─── The input ───

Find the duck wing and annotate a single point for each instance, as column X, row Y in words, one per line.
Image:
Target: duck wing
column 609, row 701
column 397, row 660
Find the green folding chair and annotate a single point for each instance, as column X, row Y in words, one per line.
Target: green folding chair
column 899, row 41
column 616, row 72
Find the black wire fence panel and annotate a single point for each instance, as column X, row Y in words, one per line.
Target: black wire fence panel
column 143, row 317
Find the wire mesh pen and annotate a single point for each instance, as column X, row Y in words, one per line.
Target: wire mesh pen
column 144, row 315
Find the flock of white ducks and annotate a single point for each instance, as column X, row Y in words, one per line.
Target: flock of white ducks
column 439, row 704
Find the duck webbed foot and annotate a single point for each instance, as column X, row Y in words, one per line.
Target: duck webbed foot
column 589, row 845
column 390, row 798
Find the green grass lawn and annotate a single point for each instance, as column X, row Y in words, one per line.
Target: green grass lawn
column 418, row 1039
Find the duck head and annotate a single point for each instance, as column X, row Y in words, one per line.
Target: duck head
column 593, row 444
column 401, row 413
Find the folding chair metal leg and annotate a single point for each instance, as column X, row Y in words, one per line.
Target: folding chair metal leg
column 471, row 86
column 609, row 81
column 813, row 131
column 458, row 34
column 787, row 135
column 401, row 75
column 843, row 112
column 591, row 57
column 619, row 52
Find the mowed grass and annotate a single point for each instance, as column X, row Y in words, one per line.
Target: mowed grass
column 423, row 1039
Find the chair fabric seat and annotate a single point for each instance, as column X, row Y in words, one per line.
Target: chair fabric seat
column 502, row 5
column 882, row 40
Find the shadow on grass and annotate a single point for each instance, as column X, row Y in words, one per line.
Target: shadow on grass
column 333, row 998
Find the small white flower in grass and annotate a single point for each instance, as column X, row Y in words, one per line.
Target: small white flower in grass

───

* **Task instructions**: Revise all the lines above by changing "annotate" to "mark" everywhere it occurs, leaving everything else as it is.

* **Solution to this task**:
Find the duck wing and mark a single point for each instance, as column X, row Y in words, one per line.
Image:
Target: duck wing
column 609, row 701
column 397, row 660
Find the green folding chair and mark a single point for each instance, as column X, row Y in words, one per line.
Target: green folding chair
column 899, row 41
column 616, row 72
Find the black wire fence panel and mark a single point for each instance, as column X, row Y in words, one per line.
Target: black wire fence panel
column 143, row 317
Find the wire mesh pen and mark a single point for each instance, as column X, row Y in words, one per line.
Target: wire mesh pen
column 144, row 315
Find the flock of white ducks and mark a single point for each instance, as column X, row Y in words, one per line.
Target: flock of white ducks
column 439, row 704
Find the duck webbed foot and mark a single point for each instance, as column X, row Y in words, one per line.
Target: duck webbed foot
column 589, row 845
column 390, row 798
Find the green grass lawn and mark a single point for each instance, as column X, row Y in words, one per line.
Target: green grass lawn
column 418, row 1039
Find the duck head and mark a single point for each instance, as column X, row Y in words, one per line.
Target: duck head
column 593, row 444
column 401, row 413
Find the folding chair metal leg and mark a single point for each instance, as column X, row Y in words, one per line.
Target: folding chair metal leg
column 471, row 86
column 609, row 81
column 813, row 131
column 458, row 34
column 787, row 135
column 401, row 75
column 843, row 112
column 591, row 57
column 619, row 52
Find the mowed grass and mark a single point for each instance, as column X, row Y in words, one per line.
Target: mowed grass
column 423, row 1039
Find the chair fabric seat and mark a single point for each instance, as column X, row Y in words, one per line.
Target: chair fabric seat
column 502, row 5
column 882, row 40
Find the shadow on grass and mark a single point for each instance, as column X, row Y in words, one per line.
Target: shadow on grass
column 333, row 998
Find the small white flower in grass and mark a single point for each instance, as column X, row Y in words, one per line.
Target: small white flower in grass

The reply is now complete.